[Pointing and labeling entries]
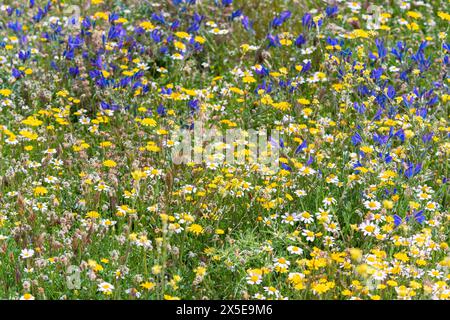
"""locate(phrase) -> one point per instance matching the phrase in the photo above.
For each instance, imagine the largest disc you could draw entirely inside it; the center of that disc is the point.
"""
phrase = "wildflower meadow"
(224, 149)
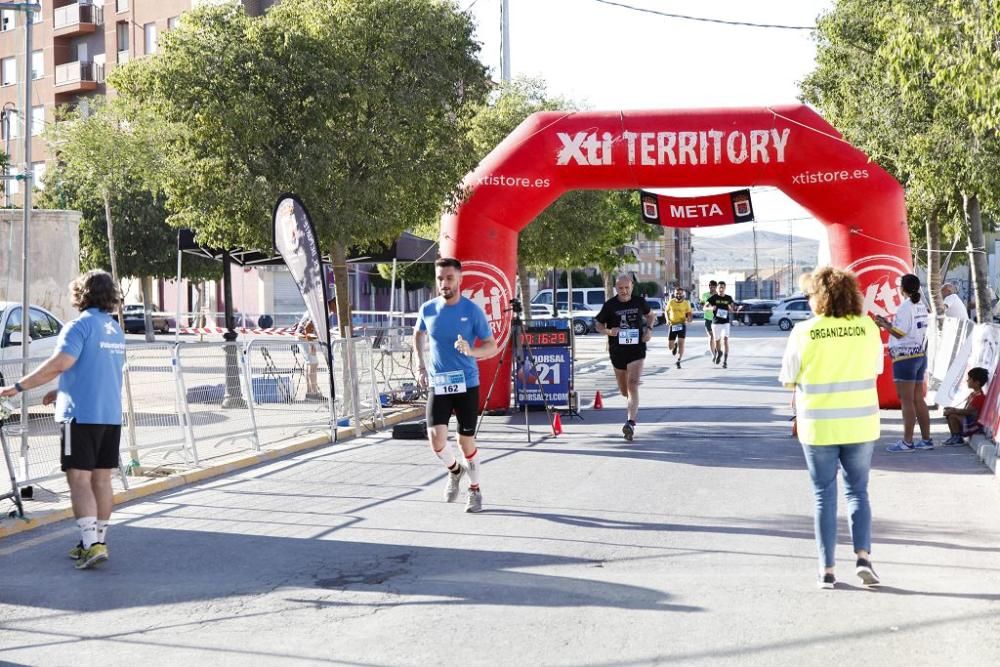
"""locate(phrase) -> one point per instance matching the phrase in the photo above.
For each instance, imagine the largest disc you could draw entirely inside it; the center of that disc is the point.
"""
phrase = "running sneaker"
(451, 489)
(474, 503)
(900, 446)
(97, 553)
(866, 572)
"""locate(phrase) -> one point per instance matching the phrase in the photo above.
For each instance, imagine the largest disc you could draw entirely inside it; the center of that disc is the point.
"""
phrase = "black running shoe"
(865, 571)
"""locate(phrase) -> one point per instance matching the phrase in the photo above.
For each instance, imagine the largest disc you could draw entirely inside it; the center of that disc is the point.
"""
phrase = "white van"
(591, 297)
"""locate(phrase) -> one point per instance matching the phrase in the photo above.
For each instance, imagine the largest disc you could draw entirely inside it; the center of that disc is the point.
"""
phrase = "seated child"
(962, 422)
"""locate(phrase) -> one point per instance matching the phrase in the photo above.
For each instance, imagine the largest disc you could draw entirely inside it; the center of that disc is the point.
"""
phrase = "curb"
(184, 479)
(986, 449)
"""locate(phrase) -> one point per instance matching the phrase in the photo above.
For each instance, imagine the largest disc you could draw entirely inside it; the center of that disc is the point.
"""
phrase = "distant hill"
(735, 252)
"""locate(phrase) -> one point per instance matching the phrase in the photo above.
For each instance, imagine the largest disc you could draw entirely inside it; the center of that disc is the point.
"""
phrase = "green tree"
(361, 108)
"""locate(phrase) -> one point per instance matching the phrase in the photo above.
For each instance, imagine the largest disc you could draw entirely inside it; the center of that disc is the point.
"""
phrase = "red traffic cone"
(598, 401)
(556, 424)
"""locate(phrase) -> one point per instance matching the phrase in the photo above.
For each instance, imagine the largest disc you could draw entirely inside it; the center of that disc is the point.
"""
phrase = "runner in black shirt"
(628, 323)
(722, 313)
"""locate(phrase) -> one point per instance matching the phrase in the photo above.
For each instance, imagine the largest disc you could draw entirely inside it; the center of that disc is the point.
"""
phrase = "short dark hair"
(910, 284)
(979, 374)
(95, 289)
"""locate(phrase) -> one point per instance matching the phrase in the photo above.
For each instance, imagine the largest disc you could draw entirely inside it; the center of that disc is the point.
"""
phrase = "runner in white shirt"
(907, 347)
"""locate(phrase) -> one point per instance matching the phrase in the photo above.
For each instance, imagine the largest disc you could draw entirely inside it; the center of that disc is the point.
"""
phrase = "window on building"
(38, 174)
(37, 64)
(12, 126)
(37, 120)
(149, 31)
(121, 36)
(8, 71)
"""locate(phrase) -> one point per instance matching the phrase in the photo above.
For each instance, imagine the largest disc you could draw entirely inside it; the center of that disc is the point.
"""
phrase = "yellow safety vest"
(836, 402)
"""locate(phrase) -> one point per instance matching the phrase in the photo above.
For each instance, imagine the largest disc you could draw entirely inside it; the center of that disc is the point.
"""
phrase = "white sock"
(88, 530)
(472, 463)
(447, 456)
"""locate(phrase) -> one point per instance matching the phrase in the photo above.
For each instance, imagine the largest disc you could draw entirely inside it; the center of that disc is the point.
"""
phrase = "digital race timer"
(545, 338)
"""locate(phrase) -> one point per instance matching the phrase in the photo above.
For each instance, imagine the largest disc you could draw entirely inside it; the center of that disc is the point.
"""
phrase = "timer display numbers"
(545, 338)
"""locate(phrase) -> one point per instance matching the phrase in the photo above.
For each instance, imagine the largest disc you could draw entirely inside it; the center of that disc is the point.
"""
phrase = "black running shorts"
(623, 355)
(465, 406)
(89, 446)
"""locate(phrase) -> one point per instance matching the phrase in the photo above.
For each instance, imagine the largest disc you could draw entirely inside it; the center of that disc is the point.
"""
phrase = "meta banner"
(724, 209)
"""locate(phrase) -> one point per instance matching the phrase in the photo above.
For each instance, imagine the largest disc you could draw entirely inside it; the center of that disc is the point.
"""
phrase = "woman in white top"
(908, 350)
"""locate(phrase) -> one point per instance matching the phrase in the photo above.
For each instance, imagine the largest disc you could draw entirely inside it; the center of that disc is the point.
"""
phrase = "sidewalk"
(692, 545)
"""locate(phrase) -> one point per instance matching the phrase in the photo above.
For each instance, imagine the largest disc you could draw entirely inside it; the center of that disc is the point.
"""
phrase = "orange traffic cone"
(598, 401)
(556, 425)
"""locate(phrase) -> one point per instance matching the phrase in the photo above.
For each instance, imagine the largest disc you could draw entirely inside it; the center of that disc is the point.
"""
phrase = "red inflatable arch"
(788, 147)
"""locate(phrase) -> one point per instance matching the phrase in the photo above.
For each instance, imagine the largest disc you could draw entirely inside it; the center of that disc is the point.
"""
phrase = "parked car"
(790, 311)
(583, 319)
(656, 305)
(755, 311)
(135, 320)
(43, 328)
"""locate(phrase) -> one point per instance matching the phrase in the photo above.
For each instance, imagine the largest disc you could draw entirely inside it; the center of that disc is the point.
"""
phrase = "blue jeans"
(856, 463)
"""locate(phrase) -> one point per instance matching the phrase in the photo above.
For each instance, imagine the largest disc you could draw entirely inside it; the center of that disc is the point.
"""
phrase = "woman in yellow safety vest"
(832, 361)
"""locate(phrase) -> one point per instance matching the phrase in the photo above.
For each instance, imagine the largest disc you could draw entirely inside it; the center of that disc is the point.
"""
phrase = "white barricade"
(290, 387)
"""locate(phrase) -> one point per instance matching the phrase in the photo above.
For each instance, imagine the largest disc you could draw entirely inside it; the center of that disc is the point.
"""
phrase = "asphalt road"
(691, 545)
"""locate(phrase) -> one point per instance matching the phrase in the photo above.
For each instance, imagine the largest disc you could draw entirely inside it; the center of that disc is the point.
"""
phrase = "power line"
(702, 19)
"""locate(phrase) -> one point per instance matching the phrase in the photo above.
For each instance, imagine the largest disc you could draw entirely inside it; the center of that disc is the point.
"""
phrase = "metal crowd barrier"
(191, 402)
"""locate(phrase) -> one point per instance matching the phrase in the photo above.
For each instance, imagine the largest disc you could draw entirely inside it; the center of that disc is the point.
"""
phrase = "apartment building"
(75, 46)
(667, 259)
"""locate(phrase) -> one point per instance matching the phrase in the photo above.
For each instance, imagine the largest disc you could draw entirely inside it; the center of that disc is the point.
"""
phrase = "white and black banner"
(295, 240)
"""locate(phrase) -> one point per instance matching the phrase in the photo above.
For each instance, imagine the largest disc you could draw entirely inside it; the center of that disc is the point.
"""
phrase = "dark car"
(135, 321)
(755, 311)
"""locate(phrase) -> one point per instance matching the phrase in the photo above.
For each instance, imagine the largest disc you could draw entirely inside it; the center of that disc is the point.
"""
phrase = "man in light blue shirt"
(88, 360)
(452, 324)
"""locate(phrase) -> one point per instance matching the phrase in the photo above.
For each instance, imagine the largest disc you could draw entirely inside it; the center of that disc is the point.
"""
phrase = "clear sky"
(608, 57)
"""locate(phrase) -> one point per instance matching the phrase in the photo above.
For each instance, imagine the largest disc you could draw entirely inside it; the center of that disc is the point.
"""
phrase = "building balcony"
(75, 77)
(75, 19)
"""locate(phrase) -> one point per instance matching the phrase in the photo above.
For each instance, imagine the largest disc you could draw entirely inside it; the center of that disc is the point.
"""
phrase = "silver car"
(790, 311)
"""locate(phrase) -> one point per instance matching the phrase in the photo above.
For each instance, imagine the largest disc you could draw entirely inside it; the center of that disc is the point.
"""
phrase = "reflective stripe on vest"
(836, 401)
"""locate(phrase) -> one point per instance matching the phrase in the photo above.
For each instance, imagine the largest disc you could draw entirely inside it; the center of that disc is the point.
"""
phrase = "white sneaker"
(452, 488)
(474, 503)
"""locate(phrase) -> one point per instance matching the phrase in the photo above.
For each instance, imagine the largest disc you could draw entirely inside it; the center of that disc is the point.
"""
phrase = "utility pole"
(756, 266)
(505, 40)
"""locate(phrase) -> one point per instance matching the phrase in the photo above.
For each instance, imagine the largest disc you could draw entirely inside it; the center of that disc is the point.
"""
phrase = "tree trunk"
(339, 256)
(977, 257)
(933, 227)
(146, 283)
(525, 284)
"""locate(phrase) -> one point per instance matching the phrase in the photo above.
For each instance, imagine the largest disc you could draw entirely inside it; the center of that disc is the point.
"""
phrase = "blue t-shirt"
(91, 390)
(444, 324)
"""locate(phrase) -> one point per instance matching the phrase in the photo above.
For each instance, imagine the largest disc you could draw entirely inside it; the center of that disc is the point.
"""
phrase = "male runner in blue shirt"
(452, 323)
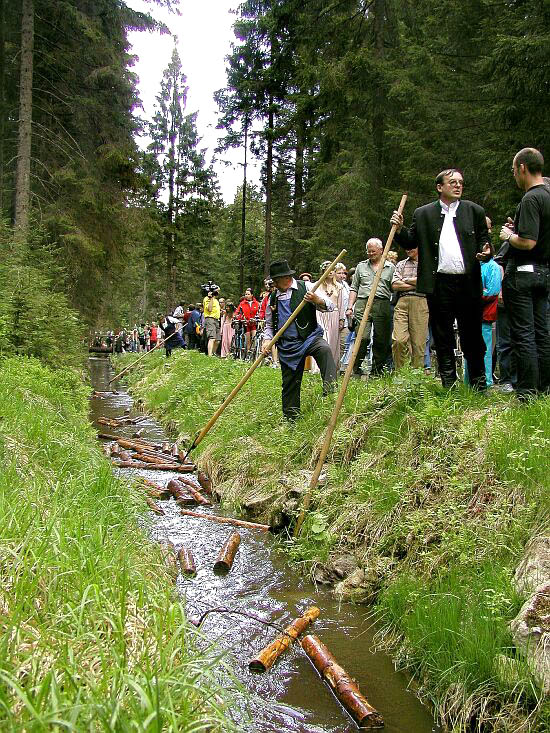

WHAT IS EXPECTED
Pick out every line of the data above that contains the string "shirt", and copy each of those lines. Matching is case-sensitive.

RESULT FOR THIS EXERCISE
phrase = "runner in black shirt"
phrase = "runner in white shirt"
phrase = "man in light blue shirt"
phrase = "blue t-shirt"
phrase = "male runner in blue shirt"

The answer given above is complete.